Carry on the mailing-list post about the intraprocedural devirtualization pass, beginning right after its last sentence.

--- Begin READING PASSAGE ---

[PATCH, devirtualization] Intraprocedural devirtualization pass

Martin Jambor mjambor@suse.cz
Tue Nov 1 22:52:00 GMT 2011


Hi,

the patch below is the second (and last) revived type-based
devirtualization patch that did not make it to 4.6.  It deals with
virtual calls from the function in which the there is also the object
declaration:

void foo()
{
  A a;

  a.foo ();
}

Normally, the front-end would do the devirtualization on its own,
however, early-inlining can create these situations too.  Since there
is nothing interprocedural going on, the current inlining and IPA-CP
devirtualization bits are of no help.  We do not do type-based
devirtualization in OBJ_TYPE_REF folding either, because the necessary
type-changing checks might make it quite expensive.  Thus, this patch
introduces a new pass to do that.

The patch basically piggy-tails on the intraprocedural
devirtualization mechanism, trying to construct a known-type jump
function for all objects in OBJ_TYPE_REF calls and then immediately
using it like we do in IPA-CP.

The original patch was doing this as a part of
pass_rebuild_cgraph_edges.  Honza did not like this idea so I made it
a separate pass.  First, I scheduled it after
pass_rebuild_cgraph_edges and was only traversing indirect edges,
avoiding a sweep over all of the IL.  Unfortunately, this does not
work in one scenario.  If the newly-known destination of a virtual
call is known not to throw, we may have to purge some EH CFG edges and
potentially basic blocks.  If these basic blocks contain calls
(typically calls to object destructors), we may end up having stale
call edges in the call graph... and our current approach to that
problem is to call pass_rebuild_cgraph_edges.  I think that I was not
running into this problem when the mechanism was a part of that pass
just because of pure luck.  Anyway, this is why I eventually opted for
a sweep over the statements.

--- End READING PASSAGE ---
--- Begin DATA SUPPLIED ---

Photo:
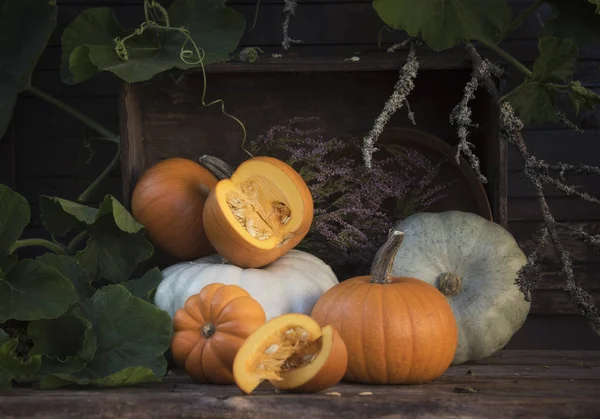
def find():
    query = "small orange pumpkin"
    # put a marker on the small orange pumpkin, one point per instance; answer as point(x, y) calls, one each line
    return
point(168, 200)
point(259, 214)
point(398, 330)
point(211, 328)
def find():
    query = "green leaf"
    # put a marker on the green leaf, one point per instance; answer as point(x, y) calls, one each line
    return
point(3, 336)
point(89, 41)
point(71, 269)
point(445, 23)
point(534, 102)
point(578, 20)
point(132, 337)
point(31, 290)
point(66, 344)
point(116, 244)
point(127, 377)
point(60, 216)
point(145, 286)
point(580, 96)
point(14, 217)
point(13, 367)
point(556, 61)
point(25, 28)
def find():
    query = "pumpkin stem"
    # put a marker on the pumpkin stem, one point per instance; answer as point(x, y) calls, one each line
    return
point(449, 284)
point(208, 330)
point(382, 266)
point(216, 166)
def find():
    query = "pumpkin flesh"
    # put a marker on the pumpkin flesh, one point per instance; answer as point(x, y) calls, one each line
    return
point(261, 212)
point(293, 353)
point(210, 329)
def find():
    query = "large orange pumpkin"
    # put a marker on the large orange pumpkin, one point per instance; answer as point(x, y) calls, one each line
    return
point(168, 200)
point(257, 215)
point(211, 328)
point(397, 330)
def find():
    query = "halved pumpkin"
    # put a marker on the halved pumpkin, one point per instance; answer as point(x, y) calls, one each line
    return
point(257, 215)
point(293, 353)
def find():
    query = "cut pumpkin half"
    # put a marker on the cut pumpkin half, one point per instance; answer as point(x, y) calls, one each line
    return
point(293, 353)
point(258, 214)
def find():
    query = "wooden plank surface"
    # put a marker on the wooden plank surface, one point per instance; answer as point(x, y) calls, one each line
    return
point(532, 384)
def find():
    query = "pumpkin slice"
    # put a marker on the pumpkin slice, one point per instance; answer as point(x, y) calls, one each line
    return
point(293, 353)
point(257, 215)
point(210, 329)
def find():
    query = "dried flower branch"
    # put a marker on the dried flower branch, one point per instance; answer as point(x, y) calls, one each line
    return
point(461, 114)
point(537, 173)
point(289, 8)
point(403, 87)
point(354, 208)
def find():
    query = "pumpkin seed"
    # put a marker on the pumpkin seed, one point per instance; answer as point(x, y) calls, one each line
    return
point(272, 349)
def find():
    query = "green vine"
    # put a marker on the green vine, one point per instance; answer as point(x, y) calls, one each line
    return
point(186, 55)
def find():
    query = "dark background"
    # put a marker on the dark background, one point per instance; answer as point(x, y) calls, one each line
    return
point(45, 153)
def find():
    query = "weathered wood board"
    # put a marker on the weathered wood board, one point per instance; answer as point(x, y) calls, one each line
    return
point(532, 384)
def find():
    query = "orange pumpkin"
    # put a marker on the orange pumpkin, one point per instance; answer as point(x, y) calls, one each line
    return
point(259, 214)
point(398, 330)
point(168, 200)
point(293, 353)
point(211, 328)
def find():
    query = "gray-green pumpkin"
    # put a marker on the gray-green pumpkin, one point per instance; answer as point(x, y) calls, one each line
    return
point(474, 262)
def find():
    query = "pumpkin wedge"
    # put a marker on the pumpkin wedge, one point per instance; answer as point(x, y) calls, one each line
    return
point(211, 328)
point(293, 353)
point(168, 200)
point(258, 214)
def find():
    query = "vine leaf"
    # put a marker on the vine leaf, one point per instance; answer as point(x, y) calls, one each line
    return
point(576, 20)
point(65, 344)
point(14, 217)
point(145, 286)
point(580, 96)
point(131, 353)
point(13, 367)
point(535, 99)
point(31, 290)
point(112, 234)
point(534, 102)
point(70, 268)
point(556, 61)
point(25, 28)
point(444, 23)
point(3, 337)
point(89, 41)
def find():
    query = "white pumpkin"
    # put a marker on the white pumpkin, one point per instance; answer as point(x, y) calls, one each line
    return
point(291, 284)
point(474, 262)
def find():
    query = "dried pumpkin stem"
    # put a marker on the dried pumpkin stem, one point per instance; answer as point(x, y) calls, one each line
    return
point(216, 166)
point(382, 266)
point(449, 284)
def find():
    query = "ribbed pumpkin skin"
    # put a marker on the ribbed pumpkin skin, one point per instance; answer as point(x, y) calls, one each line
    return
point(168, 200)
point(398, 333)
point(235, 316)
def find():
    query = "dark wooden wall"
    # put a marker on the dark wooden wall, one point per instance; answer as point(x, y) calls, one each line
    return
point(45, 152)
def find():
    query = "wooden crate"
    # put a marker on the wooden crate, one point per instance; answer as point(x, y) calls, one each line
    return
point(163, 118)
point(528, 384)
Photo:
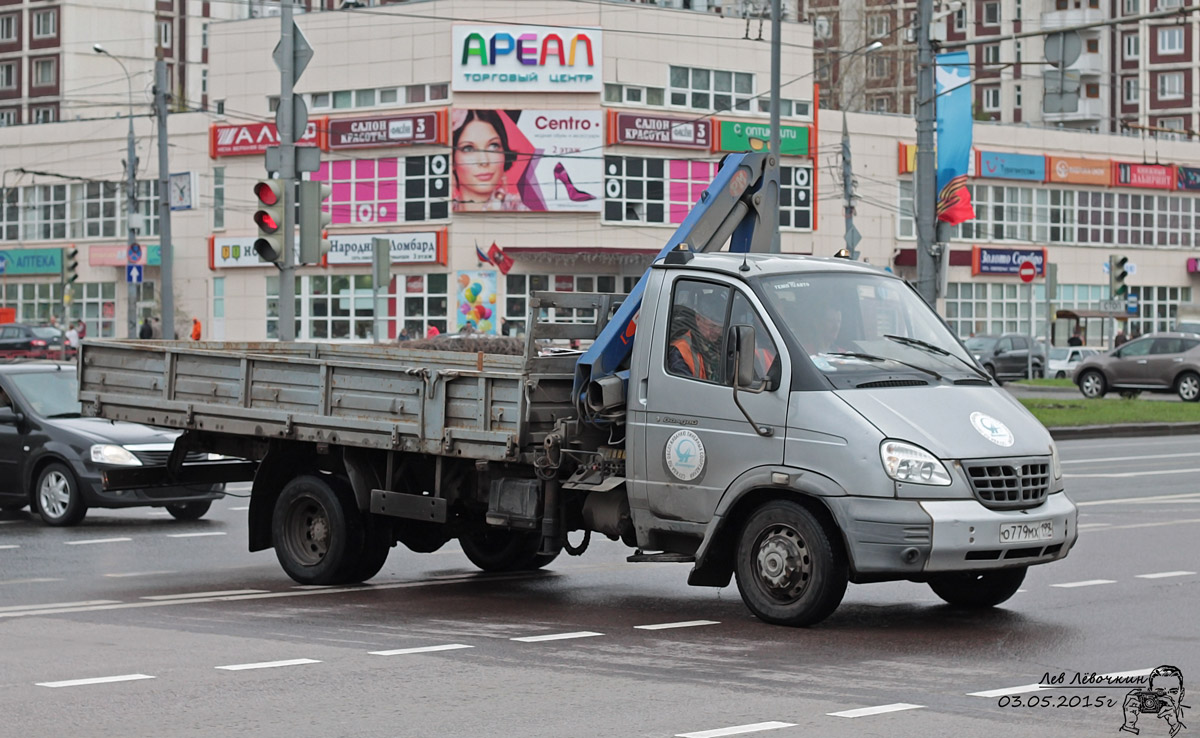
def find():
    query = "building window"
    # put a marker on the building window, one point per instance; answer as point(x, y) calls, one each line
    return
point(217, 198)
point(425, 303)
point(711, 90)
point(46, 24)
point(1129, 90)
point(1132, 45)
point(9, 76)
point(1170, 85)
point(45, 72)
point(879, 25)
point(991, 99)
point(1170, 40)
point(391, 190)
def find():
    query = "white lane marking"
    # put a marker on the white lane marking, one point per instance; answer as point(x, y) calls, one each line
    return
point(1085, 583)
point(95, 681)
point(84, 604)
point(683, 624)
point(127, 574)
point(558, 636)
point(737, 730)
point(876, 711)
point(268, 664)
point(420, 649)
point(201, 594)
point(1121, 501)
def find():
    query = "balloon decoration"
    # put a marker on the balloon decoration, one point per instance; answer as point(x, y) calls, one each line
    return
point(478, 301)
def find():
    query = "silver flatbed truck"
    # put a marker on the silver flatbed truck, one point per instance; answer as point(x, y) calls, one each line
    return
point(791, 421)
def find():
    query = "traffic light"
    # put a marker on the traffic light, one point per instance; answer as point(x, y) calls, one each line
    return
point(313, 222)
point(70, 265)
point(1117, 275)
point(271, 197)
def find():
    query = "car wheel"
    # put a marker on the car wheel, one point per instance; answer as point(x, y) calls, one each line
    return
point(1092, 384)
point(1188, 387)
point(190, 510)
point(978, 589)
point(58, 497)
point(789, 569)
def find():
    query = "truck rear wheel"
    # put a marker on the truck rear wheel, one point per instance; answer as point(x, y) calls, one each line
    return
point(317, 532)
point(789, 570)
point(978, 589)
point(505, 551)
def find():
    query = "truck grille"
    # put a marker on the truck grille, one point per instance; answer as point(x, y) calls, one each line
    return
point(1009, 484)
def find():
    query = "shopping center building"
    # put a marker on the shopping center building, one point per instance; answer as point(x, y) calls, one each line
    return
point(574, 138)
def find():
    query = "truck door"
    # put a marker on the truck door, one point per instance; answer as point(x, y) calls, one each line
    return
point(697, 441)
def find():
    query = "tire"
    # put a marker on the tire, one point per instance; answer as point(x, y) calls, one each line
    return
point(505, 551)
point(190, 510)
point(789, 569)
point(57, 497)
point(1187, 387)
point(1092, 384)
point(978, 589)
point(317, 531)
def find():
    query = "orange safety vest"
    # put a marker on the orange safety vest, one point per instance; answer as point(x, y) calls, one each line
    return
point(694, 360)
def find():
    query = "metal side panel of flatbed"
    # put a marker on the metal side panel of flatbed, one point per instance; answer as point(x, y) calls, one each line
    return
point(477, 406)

--- End DATA SUPPLIED ---

## RESPONSE TO THIS EXERCISE
My best guess is that it is probably worth it, but only because the
overhead should be still fairly low.  The pass triggers quite a number
of times when building libstdc++ and it can speed up an artificial
testcase which I will attach from over 20 seconds to 7s on my older
desktop - it is very similar to the one I posted with the previous
patch but this time the object constructors must not get early inlined
but the function multiply_matrices has to.  Currently I have problems
compiling Firefox even without LTO so I don't have any numbers from it
either.  IIRC, Honza did not see this patch trigger there when he
tried the ancient version almost a year go.  On the other hand, Maxim
claimed that the impact can be noticeable on some code base he is
concerned about.

I have successfully bootstrapped and tested the patch on x86_64-linux.
What do you think, should we include this in trunk?

Thanks,

Martin


2011-10-31  Martin Jambor  <mjambor@suse.cz>

	* ipa-cp.c (ipa_value_from_known_type_jfunc): Moved to...
	* ipa-prop.c (ipa_binfo_from_known_type_jfunc): ...here, exported and
	updated all callers.
	(intraprocedural_devirtualization): New function.
	(gate_intra_devirtualization): Likewise.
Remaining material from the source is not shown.